▶ PASSAGE GIVEN:
------------------------------------------------------------------------

| CRATER LAKE - Every year, a half-million people drive
up to the rim overlooking Crater Lake, and most of them snap a couple
photos of the startlingly blue waters before turning around and
heading on their way.
Working with a Leica camera, a single 35mm lens, and black and
white film, photographer Pete Myers has been skiing around the rim
of the collapsed volcano as winter begins to embrace it, roping
up to a tree and leaning over the edge of the caldera that forms
the nation's deepest and clearest lake.
As one of a series of artists in residence at Crater Lake National
Park, Myers is trying to capture the size and geometry of this place
that lives in so many family photo albums with an image worthy of
the centennial of Oregon's only national park.
"How do you come to a place like this and not create a photographic
cliche? said Myers. "For me it's the geometry of the caldera and
the story of the snow.

------------------------------------------------------------------------

▶ INFORMATION SUPPLIED:
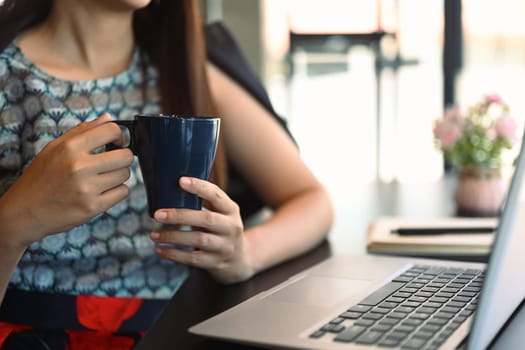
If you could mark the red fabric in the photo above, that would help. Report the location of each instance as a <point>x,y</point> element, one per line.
<point>7,328</point>
<point>84,340</point>
<point>105,313</point>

------------------------------------------------------------------------

▶ COMPLETE THE FOLLOWING:
1 - Swap "skiing" for "snowshoeing" in the Crater Lake article, starting at "Working with a" and ending at "and clearest lake.", and write out that stretch with the change.
2 - Carry on the article about photographing Crater Lake from where it stops.

▶ RESULTS OF THE EXERCISE:
1 -
Working with a Leica camera, a single 35mm lens, and black and
white film, photographer Pete Myers has been snowshoeing around the rim
of the collapsed volcano as winter begins to embrace it, roping
up to a tree and leaning over the edge of the caldera that forms
the nation's deepest and clearest lake.

2 -
"I wanted to catch the park at the onset of winter, just when the
first snowfalls were coming in," creating the powdered sugar effect,
he said. "When the rocks are still showing through in the caldera,
and the powdered sugar is highlighting the geometry of it, that's
the magic moment."
Myers' work and the work of two dozen other artists, each spending
a couple weeks living and working at the park through the end of
2001, will be displayed at Southern Oregon University's Schneider
Museum of Art as part of the celebration marking the May 22, 2002
park centennial.
The idea came from Glen Kaye, a retired National Park Service naturalist
who began his career at Crater Lake. He started similar programs
at Rocky Mountain National Park and Hawaii Volcanoes National Park.
"One of my frustrations at Hawaii Volcanoes was seeing busload
after busload of people coming by making rolling stops through the
parking lots and overlooks and taking pictures of experiences they
never had," said Kaye. "We want people to have deeper and richer
experiences, both intellectually and emotionally.
"It is basically continuing a tradition of looking for ways to
communicate the values of the park, which are not all intellectual,"
said Kaye. "Some of them are emotional, so we are trying to reach
the right side of the brain.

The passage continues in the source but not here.